§ Task to carry out
Output word for word the lines from the one with "Where can you see the harvestman in" to the final line of the data, both ends included, but skip the pictures.

◇ ◇ ◇ ◇

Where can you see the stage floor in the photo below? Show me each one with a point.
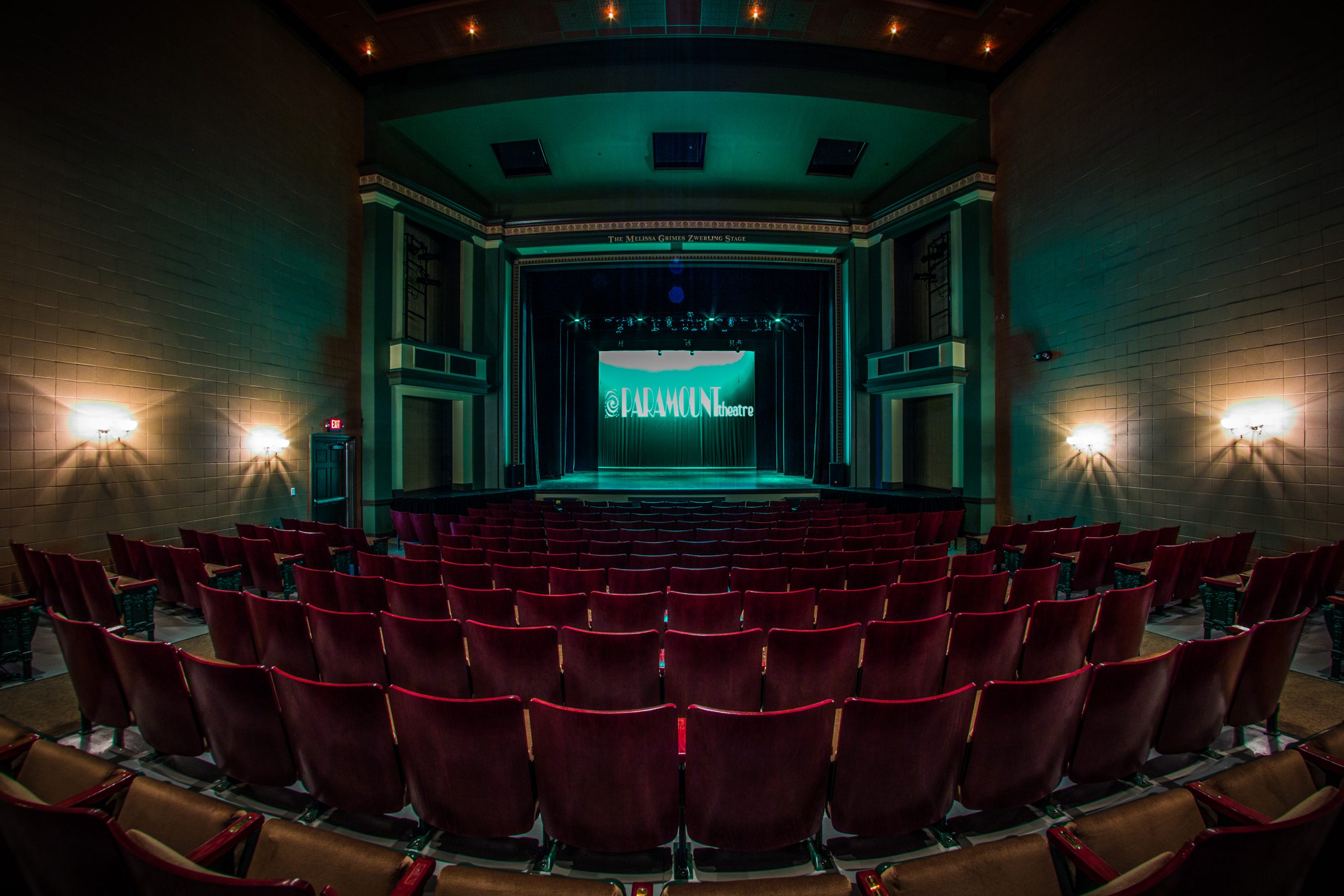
(680, 481)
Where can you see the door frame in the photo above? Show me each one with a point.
(351, 442)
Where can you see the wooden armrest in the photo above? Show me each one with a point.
(870, 882)
(1320, 760)
(99, 794)
(413, 882)
(1088, 863)
(1226, 806)
(225, 841)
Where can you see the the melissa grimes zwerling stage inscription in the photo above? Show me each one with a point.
(676, 409)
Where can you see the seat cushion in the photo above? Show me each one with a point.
(1010, 867)
(57, 773)
(351, 867)
(167, 855)
(1270, 785)
(176, 817)
(1129, 835)
(13, 789)
(1309, 805)
(468, 880)
(1132, 876)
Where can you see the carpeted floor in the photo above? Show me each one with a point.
(49, 705)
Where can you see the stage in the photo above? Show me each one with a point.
(678, 481)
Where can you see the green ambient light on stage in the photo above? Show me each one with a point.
(676, 409)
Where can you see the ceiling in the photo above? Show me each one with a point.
(381, 35)
(600, 147)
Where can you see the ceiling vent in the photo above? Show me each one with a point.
(836, 157)
(679, 152)
(522, 157)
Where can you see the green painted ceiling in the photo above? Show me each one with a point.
(600, 148)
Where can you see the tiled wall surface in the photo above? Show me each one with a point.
(1170, 222)
(179, 234)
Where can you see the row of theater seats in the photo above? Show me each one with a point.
(464, 763)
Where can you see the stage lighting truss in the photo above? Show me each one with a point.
(692, 323)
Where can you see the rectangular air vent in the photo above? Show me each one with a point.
(429, 361)
(679, 151)
(522, 157)
(922, 358)
(836, 157)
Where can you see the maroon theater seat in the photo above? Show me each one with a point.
(804, 667)
(361, 593)
(611, 671)
(417, 601)
(757, 781)
(984, 647)
(241, 721)
(1058, 637)
(156, 693)
(349, 647)
(917, 599)
(698, 581)
(416, 571)
(905, 660)
(803, 578)
(507, 660)
(705, 613)
(869, 575)
(1121, 617)
(555, 610)
(280, 633)
(1202, 693)
(536, 579)
(759, 578)
(1264, 672)
(229, 624)
(637, 581)
(768, 610)
(881, 753)
(316, 587)
(841, 608)
(577, 581)
(92, 673)
(466, 761)
(718, 671)
(1092, 565)
(467, 575)
(342, 741)
(1022, 739)
(1124, 708)
(924, 570)
(606, 781)
(425, 656)
(980, 563)
(492, 606)
(628, 612)
(1031, 585)
(979, 593)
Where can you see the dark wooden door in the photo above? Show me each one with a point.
(331, 462)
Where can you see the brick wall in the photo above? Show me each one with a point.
(179, 234)
(1170, 222)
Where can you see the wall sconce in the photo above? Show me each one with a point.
(267, 441)
(102, 422)
(1089, 440)
(1254, 419)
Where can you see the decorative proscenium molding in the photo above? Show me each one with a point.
(381, 182)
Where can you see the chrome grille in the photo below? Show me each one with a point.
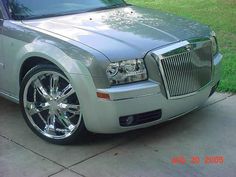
(186, 72)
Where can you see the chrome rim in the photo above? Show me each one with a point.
(51, 105)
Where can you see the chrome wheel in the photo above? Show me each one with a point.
(51, 105)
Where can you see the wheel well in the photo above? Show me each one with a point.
(30, 63)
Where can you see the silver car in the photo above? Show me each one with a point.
(102, 66)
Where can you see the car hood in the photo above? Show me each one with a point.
(123, 33)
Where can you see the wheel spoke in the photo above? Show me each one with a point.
(54, 80)
(50, 125)
(40, 88)
(34, 108)
(68, 91)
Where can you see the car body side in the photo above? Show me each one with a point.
(24, 44)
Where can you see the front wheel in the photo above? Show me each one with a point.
(50, 105)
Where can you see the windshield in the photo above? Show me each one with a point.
(30, 9)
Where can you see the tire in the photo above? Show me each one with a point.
(50, 106)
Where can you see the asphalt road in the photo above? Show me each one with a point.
(202, 143)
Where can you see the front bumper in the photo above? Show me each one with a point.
(102, 116)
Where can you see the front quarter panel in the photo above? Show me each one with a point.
(22, 43)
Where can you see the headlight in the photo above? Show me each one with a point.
(214, 44)
(126, 72)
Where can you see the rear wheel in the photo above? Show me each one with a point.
(50, 105)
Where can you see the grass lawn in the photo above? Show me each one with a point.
(220, 15)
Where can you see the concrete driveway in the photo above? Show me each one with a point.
(160, 151)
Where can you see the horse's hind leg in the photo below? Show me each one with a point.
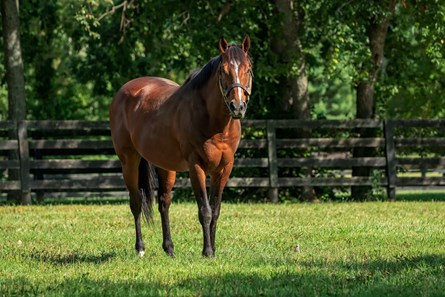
(166, 182)
(130, 162)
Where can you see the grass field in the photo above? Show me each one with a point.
(345, 249)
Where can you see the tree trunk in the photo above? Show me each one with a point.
(295, 98)
(365, 101)
(14, 75)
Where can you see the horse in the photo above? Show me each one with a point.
(156, 123)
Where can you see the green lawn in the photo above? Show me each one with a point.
(346, 249)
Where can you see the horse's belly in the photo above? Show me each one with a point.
(164, 155)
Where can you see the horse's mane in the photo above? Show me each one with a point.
(199, 77)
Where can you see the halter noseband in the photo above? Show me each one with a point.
(226, 93)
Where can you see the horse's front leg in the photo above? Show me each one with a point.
(217, 183)
(198, 180)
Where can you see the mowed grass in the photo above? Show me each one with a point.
(345, 249)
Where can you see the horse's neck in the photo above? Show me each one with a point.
(218, 114)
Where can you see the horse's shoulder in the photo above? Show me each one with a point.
(148, 84)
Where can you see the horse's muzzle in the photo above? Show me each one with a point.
(237, 109)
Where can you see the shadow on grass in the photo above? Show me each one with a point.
(401, 277)
(71, 258)
(421, 196)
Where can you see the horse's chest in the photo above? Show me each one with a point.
(219, 153)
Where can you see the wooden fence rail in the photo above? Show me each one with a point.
(66, 157)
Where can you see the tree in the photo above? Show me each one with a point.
(377, 29)
(14, 76)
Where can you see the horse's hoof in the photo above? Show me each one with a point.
(208, 253)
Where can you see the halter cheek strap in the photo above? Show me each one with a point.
(225, 93)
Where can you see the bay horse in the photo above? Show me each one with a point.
(155, 123)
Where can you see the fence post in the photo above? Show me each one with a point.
(272, 157)
(390, 155)
(22, 137)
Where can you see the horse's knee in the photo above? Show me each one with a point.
(205, 215)
(164, 203)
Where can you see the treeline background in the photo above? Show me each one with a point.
(310, 57)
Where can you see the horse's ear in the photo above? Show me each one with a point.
(246, 43)
(223, 45)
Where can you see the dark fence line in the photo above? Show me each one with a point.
(78, 156)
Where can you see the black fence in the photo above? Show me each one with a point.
(65, 158)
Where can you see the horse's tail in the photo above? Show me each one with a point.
(146, 189)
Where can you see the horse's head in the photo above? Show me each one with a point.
(235, 76)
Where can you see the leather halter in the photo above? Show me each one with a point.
(225, 93)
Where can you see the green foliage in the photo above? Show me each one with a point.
(78, 53)
(366, 249)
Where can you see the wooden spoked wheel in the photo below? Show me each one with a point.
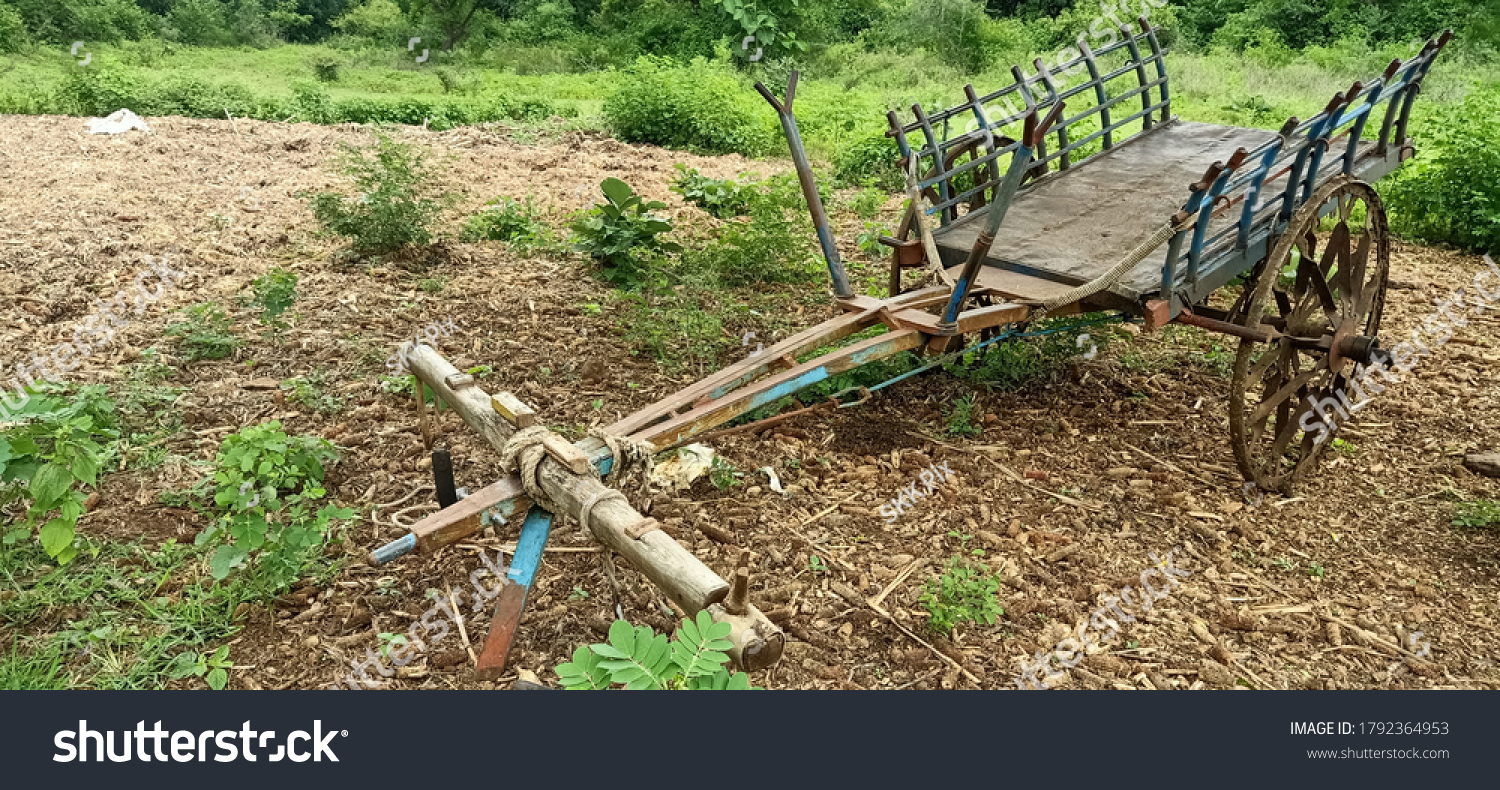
(1322, 288)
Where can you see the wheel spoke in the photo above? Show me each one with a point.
(1263, 409)
(1362, 294)
(1320, 287)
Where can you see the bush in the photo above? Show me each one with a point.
(326, 69)
(99, 90)
(194, 98)
(720, 198)
(771, 245)
(12, 29)
(965, 592)
(1452, 194)
(873, 158)
(620, 231)
(54, 445)
(380, 21)
(198, 21)
(396, 206)
(206, 335)
(699, 107)
(264, 484)
(639, 658)
(509, 221)
(275, 293)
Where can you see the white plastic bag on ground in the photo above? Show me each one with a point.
(681, 469)
(119, 122)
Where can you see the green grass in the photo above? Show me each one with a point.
(110, 621)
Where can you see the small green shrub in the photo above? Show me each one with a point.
(720, 198)
(99, 90)
(870, 159)
(50, 447)
(965, 592)
(867, 203)
(699, 107)
(275, 291)
(213, 669)
(639, 658)
(456, 81)
(1481, 513)
(398, 203)
(206, 335)
(264, 486)
(960, 418)
(311, 392)
(515, 222)
(771, 245)
(681, 329)
(1452, 194)
(620, 231)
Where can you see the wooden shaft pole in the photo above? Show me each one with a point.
(681, 576)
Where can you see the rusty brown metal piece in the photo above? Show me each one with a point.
(759, 424)
(1224, 327)
(1158, 314)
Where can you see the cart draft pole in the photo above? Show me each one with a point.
(563, 475)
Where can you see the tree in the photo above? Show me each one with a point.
(455, 17)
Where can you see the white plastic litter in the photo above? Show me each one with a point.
(681, 469)
(119, 122)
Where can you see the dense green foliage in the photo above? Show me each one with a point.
(720, 197)
(698, 105)
(1454, 194)
(50, 448)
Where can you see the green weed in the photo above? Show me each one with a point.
(398, 201)
(206, 335)
(965, 592)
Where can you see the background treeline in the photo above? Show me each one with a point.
(678, 72)
(594, 33)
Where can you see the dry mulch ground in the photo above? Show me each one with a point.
(1073, 484)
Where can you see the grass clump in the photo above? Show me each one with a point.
(206, 335)
(513, 222)
(701, 107)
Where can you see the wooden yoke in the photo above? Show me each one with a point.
(671, 567)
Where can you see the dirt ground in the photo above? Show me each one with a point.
(1070, 489)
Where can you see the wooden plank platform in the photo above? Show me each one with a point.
(1074, 225)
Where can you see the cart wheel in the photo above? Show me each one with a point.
(1319, 282)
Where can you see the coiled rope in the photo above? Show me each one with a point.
(630, 469)
(1119, 270)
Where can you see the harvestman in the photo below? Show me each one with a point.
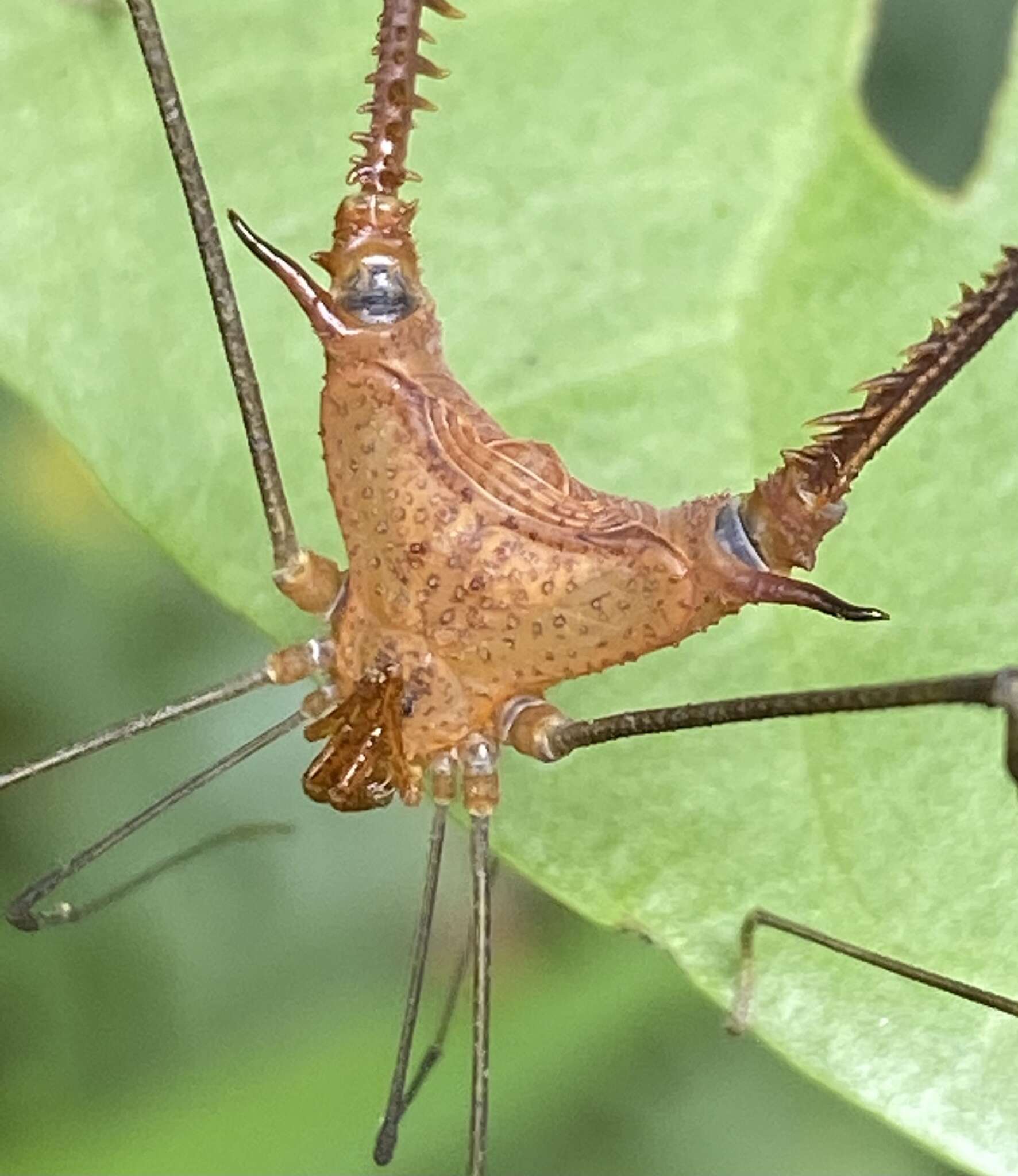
(481, 573)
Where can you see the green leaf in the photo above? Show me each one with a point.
(660, 237)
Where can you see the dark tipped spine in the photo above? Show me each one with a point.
(381, 168)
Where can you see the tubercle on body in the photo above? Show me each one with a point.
(480, 571)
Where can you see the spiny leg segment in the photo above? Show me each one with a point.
(542, 730)
(20, 911)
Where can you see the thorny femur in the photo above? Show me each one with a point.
(480, 572)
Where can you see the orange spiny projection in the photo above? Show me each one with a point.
(481, 573)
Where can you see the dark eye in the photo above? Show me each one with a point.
(378, 292)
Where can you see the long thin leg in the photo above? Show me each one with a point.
(480, 869)
(539, 729)
(20, 912)
(280, 668)
(433, 1054)
(387, 1134)
(739, 1015)
(311, 580)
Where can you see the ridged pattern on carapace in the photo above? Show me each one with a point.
(846, 440)
(381, 168)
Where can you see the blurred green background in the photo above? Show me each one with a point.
(225, 1020)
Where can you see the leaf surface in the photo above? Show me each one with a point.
(660, 237)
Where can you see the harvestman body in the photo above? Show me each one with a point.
(480, 572)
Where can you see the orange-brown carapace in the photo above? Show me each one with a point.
(480, 571)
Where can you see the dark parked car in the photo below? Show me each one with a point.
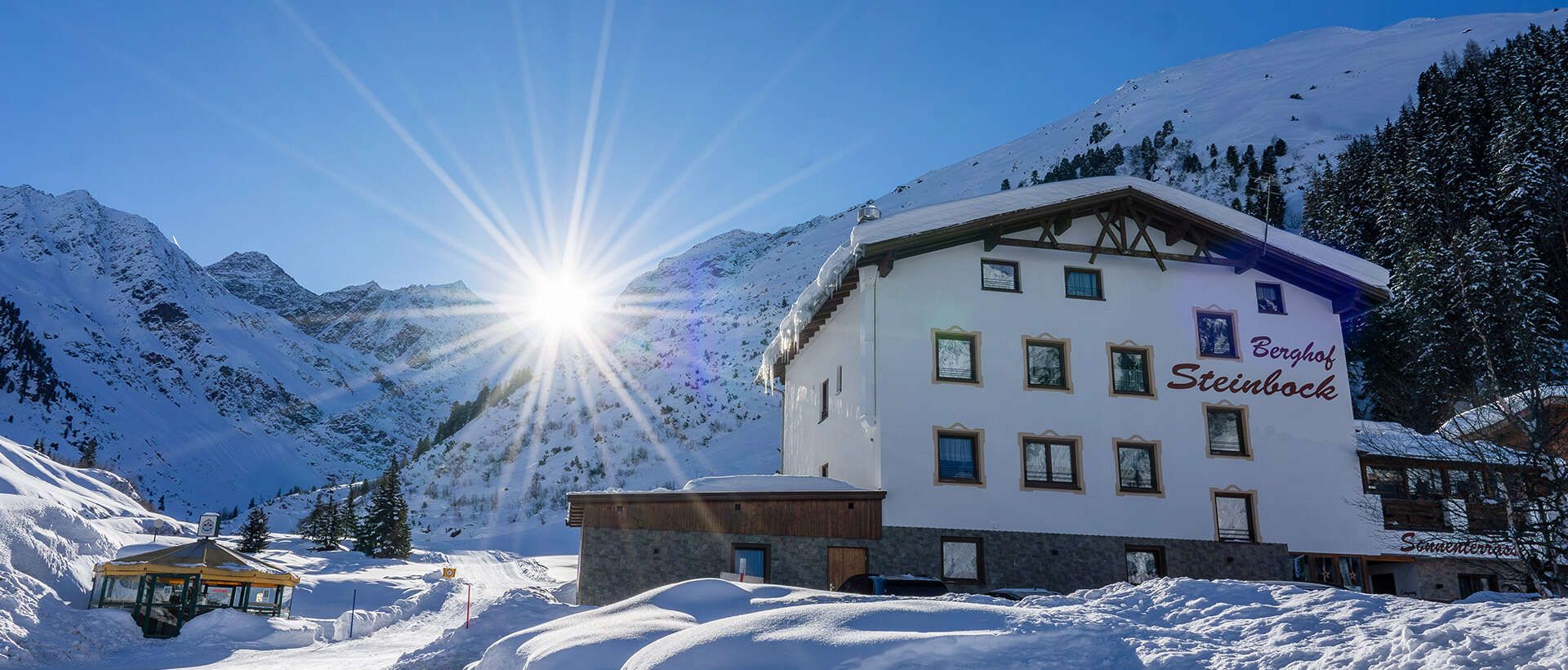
(915, 586)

◇ ◇ ◇ ◇

§ Answer to this task
Where can you see the harvestman in the photo below? Show me each one with a point.
(481, 573)
Where can you see the green leaf in the photo above? Show me each one with a point.
(660, 237)
Where can you see the dark tipped spine in the photo above? Show me each one with a point.
(381, 168)
Where can you see the tubercle on body in the photo above? Show me each one with a point.
(480, 571)
Where can you see the spiny leg segment in the photo above? Show me each one with a point.
(542, 730)
(20, 911)
Where can you see the thorny femur in the photo above? Show me each one with a point.
(480, 572)
Where can you see the orange spiny projection in the photo above? Show me each one with a point.
(481, 573)
Where can you see the dark eye in the photo above? Show me each one with a point.
(378, 292)
Where can you see the long thin leg in the photo above? Show me each one with a point.
(480, 869)
(539, 729)
(20, 912)
(280, 668)
(433, 1054)
(387, 1134)
(739, 1015)
(311, 580)
Where can you see the ridged pattern on carapace in the photo above? Show me each one with a point.
(846, 440)
(381, 168)
Where can you see the blurred green background in the photo above? Show me each one with a point.
(225, 1020)
Where can you see the leaf surface in the photo above? Show me each one with a point.
(660, 237)
Where can you see the harvestman body in the photo above? Show me each one with a point.
(480, 572)
Where can you see the orange-brown carapace in the photo above? Show me each one with a point.
(480, 571)
Where can you see the dark parked car in the photo below? Show me each one with a point.
(915, 586)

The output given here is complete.